__Directions__
Work through the records below, line by line, and say how many lines include "deck", with nothing else.

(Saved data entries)

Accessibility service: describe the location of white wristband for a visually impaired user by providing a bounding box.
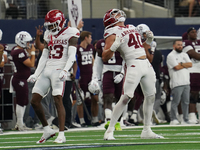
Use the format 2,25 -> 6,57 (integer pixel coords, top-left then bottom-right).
31,51 -> 35,55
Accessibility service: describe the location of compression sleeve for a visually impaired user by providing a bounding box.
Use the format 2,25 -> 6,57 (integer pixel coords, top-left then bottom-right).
63,46 -> 77,72
92,53 -> 103,80
34,48 -> 49,77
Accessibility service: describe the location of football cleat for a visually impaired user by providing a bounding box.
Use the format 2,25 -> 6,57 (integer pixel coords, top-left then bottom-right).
12,123 -> 32,131
53,136 -> 66,143
104,121 -> 122,131
104,121 -> 110,130
115,122 -> 122,131
36,129 -> 56,144
170,119 -> 180,125
152,110 -> 160,124
104,131 -> 115,140
141,129 -> 164,139
123,120 -> 135,126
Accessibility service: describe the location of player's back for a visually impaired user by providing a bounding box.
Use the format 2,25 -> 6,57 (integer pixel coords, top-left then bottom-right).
104,25 -> 146,66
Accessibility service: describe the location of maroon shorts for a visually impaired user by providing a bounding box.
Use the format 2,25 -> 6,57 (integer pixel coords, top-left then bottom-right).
12,77 -> 28,106
190,73 -> 200,91
103,71 -> 123,100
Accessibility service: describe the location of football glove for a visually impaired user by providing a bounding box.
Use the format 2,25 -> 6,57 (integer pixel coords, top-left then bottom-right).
59,70 -> 70,82
114,73 -> 124,84
145,30 -> 154,45
110,35 -> 124,52
88,79 -> 100,94
27,74 -> 38,83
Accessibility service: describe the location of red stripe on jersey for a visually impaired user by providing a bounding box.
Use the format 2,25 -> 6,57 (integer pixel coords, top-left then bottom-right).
104,33 -> 109,37
76,32 -> 80,36
55,27 -> 69,38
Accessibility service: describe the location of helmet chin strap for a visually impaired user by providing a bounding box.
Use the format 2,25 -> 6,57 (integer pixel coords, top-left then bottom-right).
118,17 -> 126,22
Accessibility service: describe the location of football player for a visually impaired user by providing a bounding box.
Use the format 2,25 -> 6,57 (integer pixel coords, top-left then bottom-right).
182,27 -> 200,124
76,31 -> 100,127
102,9 -> 164,140
10,31 -> 35,131
27,9 -> 80,143
89,38 -> 135,129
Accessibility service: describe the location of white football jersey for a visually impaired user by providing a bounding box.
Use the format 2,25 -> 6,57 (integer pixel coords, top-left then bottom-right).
44,27 -> 80,69
104,25 -> 146,66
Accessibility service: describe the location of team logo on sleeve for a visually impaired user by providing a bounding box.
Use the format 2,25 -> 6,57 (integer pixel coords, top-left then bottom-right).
18,52 -> 25,58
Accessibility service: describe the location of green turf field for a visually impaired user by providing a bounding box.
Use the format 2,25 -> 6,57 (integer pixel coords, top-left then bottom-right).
0,125 -> 200,150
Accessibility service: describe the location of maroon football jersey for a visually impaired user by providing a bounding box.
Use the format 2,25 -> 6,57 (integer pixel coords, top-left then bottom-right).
96,39 -> 123,66
76,44 -> 94,79
10,47 -> 31,79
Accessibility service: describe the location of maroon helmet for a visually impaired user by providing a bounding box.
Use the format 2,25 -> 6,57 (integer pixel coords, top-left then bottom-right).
103,9 -> 126,29
44,9 -> 66,35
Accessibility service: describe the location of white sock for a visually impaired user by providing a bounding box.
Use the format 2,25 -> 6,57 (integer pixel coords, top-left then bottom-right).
79,118 -> 85,124
58,131 -> 64,137
43,125 -> 51,132
105,108 -> 112,121
122,104 -> 128,119
112,102 -> 116,110
16,104 -> 25,126
92,116 -> 98,123
189,112 -> 197,121
47,116 -> 55,125
143,96 -> 154,131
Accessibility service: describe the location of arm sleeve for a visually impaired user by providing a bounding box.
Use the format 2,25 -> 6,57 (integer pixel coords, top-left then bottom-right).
92,53 -> 103,80
34,48 -> 49,77
120,60 -> 125,75
63,46 -> 77,72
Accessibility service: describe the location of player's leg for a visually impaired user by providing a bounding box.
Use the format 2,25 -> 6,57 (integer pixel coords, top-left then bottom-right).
129,86 -> 144,125
31,73 -> 55,144
140,61 -> 163,139
189,73 -> 199,123
91,94 -> 100,126
104,67 -> 139,140
77,83 -> 88,127
51,70 -> 67,143
12,78 -> 31,131
103,71 -> 120,129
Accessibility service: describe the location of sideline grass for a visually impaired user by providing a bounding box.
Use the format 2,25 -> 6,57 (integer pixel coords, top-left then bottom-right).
0,125 -> 200,150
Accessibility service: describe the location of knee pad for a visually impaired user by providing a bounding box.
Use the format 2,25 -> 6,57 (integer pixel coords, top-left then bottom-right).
145,94 -> 155,104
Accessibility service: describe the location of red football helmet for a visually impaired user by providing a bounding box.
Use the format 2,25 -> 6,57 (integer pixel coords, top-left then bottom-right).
44,9 -> 66,35
103,9 -> 126,29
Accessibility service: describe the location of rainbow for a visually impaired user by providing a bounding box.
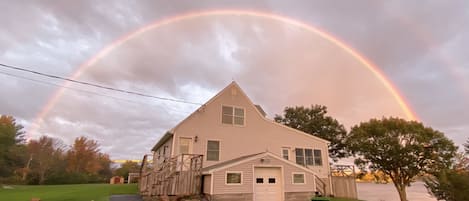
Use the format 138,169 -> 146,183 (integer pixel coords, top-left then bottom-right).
28,9 -> 419,136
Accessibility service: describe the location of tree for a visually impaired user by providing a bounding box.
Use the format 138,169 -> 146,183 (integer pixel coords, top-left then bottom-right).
66,136 -> 102,175
424,153 -> 469,201
27,136 -> 65,184
346,117 -> 456,201
274,105 -> 348,161
0,115 -> 27,181
114,160 -> 140,182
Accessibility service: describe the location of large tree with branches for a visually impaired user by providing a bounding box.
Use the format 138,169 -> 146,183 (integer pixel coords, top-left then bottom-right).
346,117 -> 456,201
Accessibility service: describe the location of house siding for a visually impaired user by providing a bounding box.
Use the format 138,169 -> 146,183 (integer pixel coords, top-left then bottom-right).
172,83 -> 330,178
210,155 -> 316,195
152,137 -> 173,167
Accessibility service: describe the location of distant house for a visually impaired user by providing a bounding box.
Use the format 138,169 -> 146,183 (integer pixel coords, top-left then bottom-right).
110,176 -> 124,184
140,82 -> 332,201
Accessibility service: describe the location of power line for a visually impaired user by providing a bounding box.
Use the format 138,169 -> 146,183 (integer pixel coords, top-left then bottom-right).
0,70 -> 196,115
0,63 -> 202,105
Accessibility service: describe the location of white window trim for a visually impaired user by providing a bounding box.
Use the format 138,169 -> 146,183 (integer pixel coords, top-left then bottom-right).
225,171 -> 243,185
292,172 -> 306,184
221,105 -> 246,127
206,139 -> 221,162
295,147 -> 323,167
281,147 -> 290,161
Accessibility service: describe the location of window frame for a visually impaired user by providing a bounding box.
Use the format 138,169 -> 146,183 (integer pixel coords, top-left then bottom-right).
206,140 -> 220,161
221,105 -> 245,126
292,172 -> 306,184
295,147 -> 323,167
225,171 -> 243,185
281,147 -> 290,160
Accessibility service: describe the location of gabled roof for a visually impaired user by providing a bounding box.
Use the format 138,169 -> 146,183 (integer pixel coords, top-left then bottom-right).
202,151 -> 319,175
151,81 -> 329,151
151,131 -> 173,151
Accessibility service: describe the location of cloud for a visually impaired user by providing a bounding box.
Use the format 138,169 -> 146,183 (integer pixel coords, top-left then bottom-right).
1,0 -> 468,159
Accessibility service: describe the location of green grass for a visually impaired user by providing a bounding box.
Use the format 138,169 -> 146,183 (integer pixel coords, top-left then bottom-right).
0,183 -> 138,201
330,198 -> 364,201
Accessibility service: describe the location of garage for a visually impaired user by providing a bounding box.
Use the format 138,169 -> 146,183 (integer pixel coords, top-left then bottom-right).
254,167 -> 282,201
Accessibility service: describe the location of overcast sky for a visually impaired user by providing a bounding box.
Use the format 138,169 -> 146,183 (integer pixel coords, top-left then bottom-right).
1,1 -> 468,160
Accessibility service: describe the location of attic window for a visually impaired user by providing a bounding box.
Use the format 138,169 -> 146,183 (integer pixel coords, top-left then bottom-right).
222,106 -> 244,126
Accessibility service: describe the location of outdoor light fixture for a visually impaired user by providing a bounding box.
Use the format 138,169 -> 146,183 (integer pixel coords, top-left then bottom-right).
194,136 -> 198,142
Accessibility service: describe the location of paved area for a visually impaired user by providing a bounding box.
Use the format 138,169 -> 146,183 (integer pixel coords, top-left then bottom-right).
110,195 -> 143,201
357,182 -> 436,201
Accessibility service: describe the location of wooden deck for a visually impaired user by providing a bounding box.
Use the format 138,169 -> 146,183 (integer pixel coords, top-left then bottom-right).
139,154 -> 203,197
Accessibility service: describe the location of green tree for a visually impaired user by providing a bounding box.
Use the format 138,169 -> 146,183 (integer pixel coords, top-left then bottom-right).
346,117 -> 456,201
0,115 -> 27,182
274,105 -> 348,161
424,153 -> 469,201
114,160 -> 140,182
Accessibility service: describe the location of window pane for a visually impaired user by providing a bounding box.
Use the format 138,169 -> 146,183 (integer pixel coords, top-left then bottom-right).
314,149 -> 322,166
295,148 -> 305,166
227,173 -> 241,184
207,141 -> 219,150
222,114 -> 233,124
268,178 -> 276,183
234,116 -> 244,125
305,149 -> 314,166
234,108 -> 244,116
256,178 -> 264,183
179,138 -> 191,154
207,141 -> 220,161
222,106 -> 233,115
293,174 -> 305,184
207,151 -> 219,161
282,149 -> 289,160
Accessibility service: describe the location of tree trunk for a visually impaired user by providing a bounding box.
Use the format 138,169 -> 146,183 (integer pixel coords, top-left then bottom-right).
396,184 -> 407,201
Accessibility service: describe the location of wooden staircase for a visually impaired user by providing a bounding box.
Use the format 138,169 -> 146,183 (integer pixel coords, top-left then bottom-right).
139,154 -> 203,198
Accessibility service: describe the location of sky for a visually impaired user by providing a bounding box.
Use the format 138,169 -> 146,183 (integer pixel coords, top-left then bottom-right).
0,1 -> 468,160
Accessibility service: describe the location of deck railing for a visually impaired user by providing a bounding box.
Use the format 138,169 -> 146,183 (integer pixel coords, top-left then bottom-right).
139,154 -> 203,197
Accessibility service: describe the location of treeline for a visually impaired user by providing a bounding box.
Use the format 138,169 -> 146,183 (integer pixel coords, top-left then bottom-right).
0,115 -> 112,184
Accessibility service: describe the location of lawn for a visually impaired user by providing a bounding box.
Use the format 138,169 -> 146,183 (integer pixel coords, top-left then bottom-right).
0,183 -> 138,201
330,198 -> 363,201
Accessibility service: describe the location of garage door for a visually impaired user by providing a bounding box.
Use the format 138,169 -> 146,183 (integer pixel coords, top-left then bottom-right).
254,167 -> 282,201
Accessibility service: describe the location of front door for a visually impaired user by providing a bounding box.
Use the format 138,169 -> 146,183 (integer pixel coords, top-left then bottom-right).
254,167 -> 282,201
179,137 -> 193,171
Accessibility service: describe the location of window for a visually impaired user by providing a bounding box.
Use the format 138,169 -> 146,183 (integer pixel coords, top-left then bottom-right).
222,106 -> 245,126
295,148 -> 305,166
226,172 -> 242,184
256,178 -> 264,183
314,149 -> 322,166
268,178 -> 276,184
292,173 -> 305,184
282,148 -> 290,160
295,148 -> 323,166
305,149 -> 314,166
179,138 -> 191,154
206,140 -> 220,161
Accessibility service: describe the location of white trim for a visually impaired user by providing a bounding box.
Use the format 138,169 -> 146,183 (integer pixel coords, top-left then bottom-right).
292,172 -> 306,184
293,147 -> 324,167
221,104 -> 246,127
205,152 -> 317,176
205,139 -> 221,162
170,132 -> 176,157
225,171 -> 243,185
210,173 -> 214,195
281,147 -> 290,161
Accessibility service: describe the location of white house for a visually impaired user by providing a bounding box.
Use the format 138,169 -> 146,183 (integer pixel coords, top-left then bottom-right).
144,82 -> 332,201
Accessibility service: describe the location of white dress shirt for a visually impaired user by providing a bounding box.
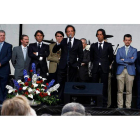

__Finished task__
2